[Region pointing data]
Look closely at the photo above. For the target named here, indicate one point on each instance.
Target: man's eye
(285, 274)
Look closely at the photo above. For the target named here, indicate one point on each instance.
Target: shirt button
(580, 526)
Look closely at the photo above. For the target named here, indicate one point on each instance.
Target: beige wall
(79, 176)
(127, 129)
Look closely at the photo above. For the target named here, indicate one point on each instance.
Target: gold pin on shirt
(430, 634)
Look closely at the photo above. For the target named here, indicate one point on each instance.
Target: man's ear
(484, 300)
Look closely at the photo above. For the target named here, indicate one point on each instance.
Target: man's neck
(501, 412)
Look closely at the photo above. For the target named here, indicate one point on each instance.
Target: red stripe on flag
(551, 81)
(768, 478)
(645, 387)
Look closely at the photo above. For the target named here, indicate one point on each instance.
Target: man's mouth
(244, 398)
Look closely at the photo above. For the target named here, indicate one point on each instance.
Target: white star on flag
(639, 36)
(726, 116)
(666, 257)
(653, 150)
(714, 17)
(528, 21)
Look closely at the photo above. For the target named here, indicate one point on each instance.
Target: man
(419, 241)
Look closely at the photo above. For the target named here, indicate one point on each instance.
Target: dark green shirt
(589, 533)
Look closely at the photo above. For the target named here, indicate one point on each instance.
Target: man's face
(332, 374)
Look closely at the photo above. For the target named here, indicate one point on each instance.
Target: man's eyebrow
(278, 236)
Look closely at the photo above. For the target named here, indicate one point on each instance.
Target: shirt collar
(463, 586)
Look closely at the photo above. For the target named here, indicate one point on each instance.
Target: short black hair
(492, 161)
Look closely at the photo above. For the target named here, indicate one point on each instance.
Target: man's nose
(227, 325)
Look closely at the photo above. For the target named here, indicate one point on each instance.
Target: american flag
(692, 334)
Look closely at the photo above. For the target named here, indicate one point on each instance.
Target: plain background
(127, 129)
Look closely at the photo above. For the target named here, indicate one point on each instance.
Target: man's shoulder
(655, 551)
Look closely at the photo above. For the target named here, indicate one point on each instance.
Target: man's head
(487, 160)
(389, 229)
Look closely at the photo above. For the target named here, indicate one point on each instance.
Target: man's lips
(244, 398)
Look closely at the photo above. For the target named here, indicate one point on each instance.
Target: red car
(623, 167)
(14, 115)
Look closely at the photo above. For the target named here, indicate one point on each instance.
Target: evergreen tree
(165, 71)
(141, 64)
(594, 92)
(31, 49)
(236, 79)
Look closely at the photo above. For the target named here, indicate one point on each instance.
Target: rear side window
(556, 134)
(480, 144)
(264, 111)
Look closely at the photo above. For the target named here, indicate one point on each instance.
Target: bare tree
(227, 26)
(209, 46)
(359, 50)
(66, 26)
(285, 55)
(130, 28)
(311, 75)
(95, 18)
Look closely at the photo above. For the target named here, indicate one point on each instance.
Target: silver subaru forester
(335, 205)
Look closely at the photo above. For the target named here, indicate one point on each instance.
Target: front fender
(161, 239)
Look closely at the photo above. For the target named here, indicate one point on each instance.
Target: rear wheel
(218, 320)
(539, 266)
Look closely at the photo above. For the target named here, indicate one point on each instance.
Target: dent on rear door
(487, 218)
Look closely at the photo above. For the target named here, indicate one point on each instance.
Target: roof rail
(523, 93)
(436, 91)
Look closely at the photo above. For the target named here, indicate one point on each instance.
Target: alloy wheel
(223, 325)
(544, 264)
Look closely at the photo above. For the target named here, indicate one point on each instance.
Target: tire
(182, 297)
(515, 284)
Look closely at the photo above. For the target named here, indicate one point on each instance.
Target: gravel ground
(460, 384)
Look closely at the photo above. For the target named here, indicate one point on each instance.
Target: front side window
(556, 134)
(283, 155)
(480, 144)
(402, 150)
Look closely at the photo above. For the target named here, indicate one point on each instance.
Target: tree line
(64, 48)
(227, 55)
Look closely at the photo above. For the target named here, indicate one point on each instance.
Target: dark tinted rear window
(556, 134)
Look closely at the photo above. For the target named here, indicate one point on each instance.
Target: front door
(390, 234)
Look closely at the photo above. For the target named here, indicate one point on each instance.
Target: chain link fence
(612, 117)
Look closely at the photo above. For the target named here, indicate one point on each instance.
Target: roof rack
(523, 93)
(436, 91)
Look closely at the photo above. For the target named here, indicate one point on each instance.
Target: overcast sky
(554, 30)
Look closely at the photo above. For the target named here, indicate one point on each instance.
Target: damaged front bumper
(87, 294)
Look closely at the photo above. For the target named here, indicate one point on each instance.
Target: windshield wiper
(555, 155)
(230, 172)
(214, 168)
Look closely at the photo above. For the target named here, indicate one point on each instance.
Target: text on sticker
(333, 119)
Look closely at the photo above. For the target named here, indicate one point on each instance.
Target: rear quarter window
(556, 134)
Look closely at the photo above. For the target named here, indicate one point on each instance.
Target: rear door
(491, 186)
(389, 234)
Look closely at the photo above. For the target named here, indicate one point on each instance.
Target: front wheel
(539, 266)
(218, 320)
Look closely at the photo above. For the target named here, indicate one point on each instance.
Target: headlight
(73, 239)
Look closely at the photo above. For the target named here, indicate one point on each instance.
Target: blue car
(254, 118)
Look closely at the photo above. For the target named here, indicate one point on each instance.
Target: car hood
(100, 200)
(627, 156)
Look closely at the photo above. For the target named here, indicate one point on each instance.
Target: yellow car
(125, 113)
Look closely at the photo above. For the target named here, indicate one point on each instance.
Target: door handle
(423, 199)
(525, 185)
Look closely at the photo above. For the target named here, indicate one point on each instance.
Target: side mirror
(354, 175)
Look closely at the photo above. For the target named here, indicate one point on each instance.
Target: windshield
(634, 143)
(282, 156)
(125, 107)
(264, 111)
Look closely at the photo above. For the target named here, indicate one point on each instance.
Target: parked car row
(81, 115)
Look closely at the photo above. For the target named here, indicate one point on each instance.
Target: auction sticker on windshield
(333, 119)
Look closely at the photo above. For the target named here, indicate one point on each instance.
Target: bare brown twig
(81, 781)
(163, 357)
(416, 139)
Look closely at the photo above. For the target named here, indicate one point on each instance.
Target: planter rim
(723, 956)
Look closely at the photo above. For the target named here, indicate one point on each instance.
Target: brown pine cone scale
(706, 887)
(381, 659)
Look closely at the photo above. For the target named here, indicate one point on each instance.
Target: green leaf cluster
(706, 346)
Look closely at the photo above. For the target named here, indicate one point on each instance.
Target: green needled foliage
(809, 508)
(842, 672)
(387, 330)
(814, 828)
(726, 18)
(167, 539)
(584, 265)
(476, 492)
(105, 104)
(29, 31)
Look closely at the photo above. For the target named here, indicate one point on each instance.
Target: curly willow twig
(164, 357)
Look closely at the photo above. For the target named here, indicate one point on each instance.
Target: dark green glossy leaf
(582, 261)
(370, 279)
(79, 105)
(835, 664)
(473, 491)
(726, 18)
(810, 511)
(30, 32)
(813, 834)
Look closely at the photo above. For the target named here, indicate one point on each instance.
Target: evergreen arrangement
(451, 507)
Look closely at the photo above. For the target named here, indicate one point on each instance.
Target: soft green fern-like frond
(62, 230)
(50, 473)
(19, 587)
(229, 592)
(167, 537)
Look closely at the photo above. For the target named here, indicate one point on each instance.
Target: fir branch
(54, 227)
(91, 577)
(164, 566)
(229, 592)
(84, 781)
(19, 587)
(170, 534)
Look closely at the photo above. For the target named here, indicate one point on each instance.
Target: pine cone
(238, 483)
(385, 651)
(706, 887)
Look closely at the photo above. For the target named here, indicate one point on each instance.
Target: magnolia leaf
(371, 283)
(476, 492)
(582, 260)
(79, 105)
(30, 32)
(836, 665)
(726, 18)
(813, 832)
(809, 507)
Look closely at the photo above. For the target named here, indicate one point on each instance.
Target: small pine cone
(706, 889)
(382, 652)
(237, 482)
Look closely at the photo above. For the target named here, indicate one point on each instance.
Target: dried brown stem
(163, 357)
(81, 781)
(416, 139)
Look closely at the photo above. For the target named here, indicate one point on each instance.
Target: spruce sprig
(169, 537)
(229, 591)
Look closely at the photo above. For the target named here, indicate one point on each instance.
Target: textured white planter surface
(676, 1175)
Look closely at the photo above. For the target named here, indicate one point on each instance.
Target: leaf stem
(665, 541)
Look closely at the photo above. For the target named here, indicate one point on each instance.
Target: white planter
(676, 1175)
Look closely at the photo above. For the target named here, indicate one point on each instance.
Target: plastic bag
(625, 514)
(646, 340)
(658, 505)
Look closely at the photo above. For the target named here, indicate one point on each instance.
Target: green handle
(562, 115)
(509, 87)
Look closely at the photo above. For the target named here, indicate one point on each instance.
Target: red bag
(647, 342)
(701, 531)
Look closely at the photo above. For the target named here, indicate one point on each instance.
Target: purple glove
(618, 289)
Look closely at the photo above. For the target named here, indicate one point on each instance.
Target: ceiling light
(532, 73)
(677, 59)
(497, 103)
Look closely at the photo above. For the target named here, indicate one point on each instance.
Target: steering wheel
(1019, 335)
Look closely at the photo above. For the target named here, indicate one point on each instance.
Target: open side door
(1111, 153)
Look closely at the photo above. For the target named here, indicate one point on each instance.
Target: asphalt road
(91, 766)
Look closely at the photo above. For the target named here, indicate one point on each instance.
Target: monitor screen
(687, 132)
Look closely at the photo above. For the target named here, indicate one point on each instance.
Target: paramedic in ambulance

• Required work: Exactly and only the lines from the line containing "Target: steering wheel" through the last line of the entries should be copied, both ends included.

• Result for this task:
Target: steering wheel
(1019, 335)
Look closely at the photo above. For the target named here, indicate one point on each instance.
Target: open side door
(1111, 153)
Look closely at the photo above. For the target named here, indicate one point on each instance.
Target: asphalt road
(91, 766)
Look closely at the photo above. For the target named here, indicate one point on each instance.
Target: monitor screen
(687, 132)
Look closely at the photo above. For the target named here, indicate one point on each instance.
Target: paramedic in ambulance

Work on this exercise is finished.